## Problem statement
Put the rows in the part that opens with the line containing "[Batch spec] Target class: white" and closes with the line containing "[[484, 494, 518, 560], [374, 494, 410, 563]]" into a two-column CSV headed text and answer, with one CSV line for each row. Place each row's text and its answer in one quoted field apiece, with line breaks turned into spaces.

## Excerpted data
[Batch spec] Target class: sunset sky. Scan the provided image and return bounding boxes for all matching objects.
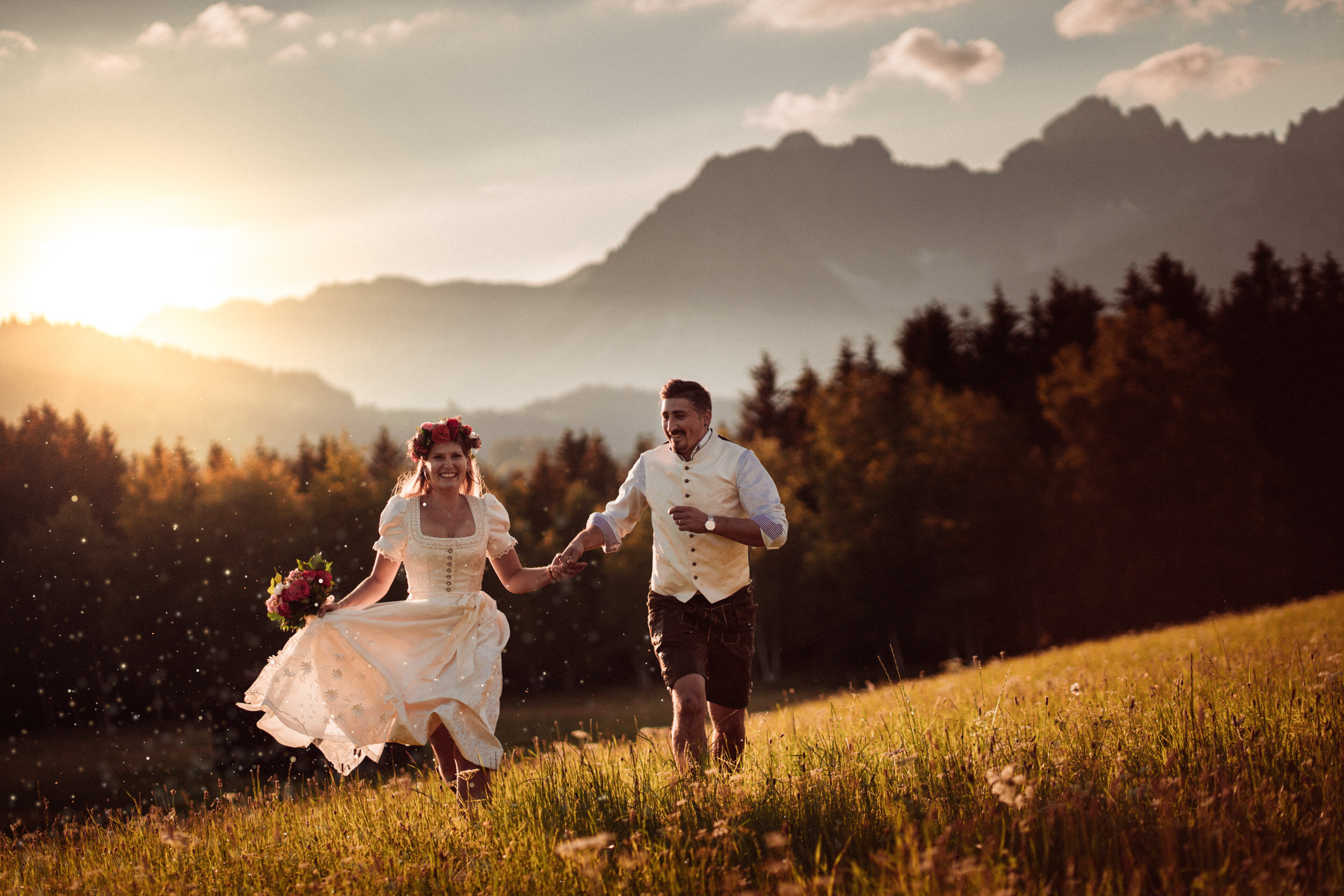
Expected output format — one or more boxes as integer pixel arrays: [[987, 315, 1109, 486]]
[[0, 0, 1344, 333]]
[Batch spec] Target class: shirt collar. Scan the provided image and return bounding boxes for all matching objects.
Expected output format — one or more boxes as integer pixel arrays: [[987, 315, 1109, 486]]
[[677, 426, 714, 461]]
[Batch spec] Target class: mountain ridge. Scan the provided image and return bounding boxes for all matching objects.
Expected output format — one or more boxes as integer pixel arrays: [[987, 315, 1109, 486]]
[[0, 318, 672, 469], [136, 97, 1344, 407]]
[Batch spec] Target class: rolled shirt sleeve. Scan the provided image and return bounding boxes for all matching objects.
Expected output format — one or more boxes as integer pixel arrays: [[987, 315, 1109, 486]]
[[589, 457, 648, 554], [738, 451, 789, 549]]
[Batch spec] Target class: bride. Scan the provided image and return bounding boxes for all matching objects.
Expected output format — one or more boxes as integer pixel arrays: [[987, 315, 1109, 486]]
[[238, 418, 585, 799]]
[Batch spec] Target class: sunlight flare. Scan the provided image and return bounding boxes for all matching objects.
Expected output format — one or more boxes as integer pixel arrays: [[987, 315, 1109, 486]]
[[24, 224, 234, 336]]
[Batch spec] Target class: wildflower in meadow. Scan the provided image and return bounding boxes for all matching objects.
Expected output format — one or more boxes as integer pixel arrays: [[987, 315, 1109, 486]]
[[985, 766, 1036, 809]]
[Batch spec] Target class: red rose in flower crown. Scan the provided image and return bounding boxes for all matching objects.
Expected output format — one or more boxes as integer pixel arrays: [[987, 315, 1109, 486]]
[[406, 417, 481, 461]]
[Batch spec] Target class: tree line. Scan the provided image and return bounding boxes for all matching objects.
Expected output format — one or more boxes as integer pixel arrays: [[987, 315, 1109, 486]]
[[0, 246, 1344, 750]]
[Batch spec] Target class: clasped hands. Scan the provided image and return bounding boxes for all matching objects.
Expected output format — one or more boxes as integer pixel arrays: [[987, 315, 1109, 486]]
[[546, 544, 588, 582]]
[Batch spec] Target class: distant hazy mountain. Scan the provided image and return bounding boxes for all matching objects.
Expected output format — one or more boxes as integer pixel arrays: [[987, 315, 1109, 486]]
[[0, 320, 672, 463], [137, 98, 1344, 407]]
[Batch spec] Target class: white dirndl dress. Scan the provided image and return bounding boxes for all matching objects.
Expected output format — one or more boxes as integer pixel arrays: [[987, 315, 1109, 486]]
[[238, 494, 518, 775]]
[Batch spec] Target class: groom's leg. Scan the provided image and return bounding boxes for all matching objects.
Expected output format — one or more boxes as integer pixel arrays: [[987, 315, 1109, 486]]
[[672, 675, 709, 770], [649, 591, 710, 770], [710, 703, 747, 764], [706, 584, 755, 764]]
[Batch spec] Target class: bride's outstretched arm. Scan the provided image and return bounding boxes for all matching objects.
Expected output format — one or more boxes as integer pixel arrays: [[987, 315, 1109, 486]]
[[491, 549, 588, 594], [317, 551, 402, 617]]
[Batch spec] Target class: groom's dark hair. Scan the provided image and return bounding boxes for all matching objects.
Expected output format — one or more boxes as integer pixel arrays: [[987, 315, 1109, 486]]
[[659, 380, 714, 414]]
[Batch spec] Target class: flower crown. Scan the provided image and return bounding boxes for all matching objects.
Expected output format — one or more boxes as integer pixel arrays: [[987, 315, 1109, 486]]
[[406, 417, 481, 461]]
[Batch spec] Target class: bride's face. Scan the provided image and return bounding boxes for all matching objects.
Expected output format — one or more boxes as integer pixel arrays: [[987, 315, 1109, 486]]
[[426, 442, 472, 493]]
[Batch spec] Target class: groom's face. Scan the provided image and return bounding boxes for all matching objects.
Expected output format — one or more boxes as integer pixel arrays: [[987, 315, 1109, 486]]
[[663, 398, 710, 454]]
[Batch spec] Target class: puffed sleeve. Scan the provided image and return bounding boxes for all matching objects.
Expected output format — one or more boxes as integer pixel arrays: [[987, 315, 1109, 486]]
[[484, 494, 518, 560], [374, 494, 410, 563]]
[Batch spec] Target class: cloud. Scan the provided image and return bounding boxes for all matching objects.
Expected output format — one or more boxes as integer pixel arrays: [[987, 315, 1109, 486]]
[[1055, 0, 1253, 40], [0, 31, 38, 59], [738, 0, 969, 31], [270, 43, 308, 64], [280, 9, 313, 31], [136, 21, 177, 47], [868, 28, 1004, 99], [341, 9, 448, 48], [610, 0, 970, 31], [182, 1, 276, 48], [1055, 0, 1161, 40], [1097, 43, 1284, 103], [742, 28, 1004, 130], [744, 82, 862, 130], [82, 52, 145, 78]]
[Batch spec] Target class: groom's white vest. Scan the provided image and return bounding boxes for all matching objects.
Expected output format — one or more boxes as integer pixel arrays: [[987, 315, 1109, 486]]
[[644, 435, 752, 602]]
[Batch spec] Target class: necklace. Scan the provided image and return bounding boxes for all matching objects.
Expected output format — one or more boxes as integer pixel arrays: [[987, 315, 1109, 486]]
[[421, 494, 467, 520]]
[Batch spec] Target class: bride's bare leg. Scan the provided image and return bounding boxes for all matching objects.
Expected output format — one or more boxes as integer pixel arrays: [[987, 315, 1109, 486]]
[[429, 726, 460, 787], [453, 743, 492, 802]]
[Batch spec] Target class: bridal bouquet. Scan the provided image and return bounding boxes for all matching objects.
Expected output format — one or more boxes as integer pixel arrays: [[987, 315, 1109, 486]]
[[266, 552, 335, 632]]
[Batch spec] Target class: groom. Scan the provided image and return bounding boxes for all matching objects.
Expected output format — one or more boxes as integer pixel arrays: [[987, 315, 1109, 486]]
[[561, 380, 789, 767]]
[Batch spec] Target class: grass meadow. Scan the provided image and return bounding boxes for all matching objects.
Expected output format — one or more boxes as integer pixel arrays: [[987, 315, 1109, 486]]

## Result of this task
text,answer
"[Batch spec] Target class: white dirndl dress. Scan the provided image and return bounding boxes for all matching objects. Expected output format — one or more boxes as integer pixel arrays: [[987, 315, 1109, 486]]","[[238, 494, 518, 775]]"
"[Batch spec] Target class: groom's leg. Scan the provided image and return bounding boxes for all matching objects. Expected output format — one or more boxes as integer pixel arrays: [[987, 315, 1109, 486]]","[[672, 675, 709, 770], [649, 591, 710, 770], [710, 703, 747, 764], [706, 584, 755, 764]]"
"[Batch spec] Target class: bride's outstretched arm. Scan the provided image and return bounding boxes for all matching objects. Expected output format — one or more boxes as integer pixel arrays: [[987, 315, 1109, 486]]","[[491, 549, 588, 594], [317, 551, 402, 617]]"
"[Batch spec] Target class: groom's dark hair. Scan the provided image and return bounding boxes for all matching objects. Expected output format — one or more boxes as integer pixel arrays: [[987, 315, 1109, 486]]","[[659, 380, 714, 414]]"
"[Batch spec] Target class: flower crown. Scan the provided image and return bounding boxes for all matching objects. Expected output format — one or more boxes as integer pixel arrays: [[987, 315, 1109, 486]]","[[406, 417, 481, 461]]"
"[Batch spec] Target class: bride's face. Scan the provided image and return bounding boxes for all matching objects. Expected output format — one or more boxes as integer pixel arrays: [[987, 315, 1109, 486]]","[[426, 442, 472, 493]]"
"[Batch spec] Target class: groom's face. Scan the provided image and return bounding boxes for all matching objects. Expected output format — one or more boxes as integer pixel arrays: [[987, 315, 1109, 486]]","[[663, 398, 710, 454]]"
"[Batch spec] Target class: puffed sleeve. Scan the provided image and return bounding boxes for all matching objects. Expected output format — one or more boxes as integer pixel arrays: [[987, 315, 1109, 486]]","[[484, 494, 518, 560], [374, 494, 410, 563]]"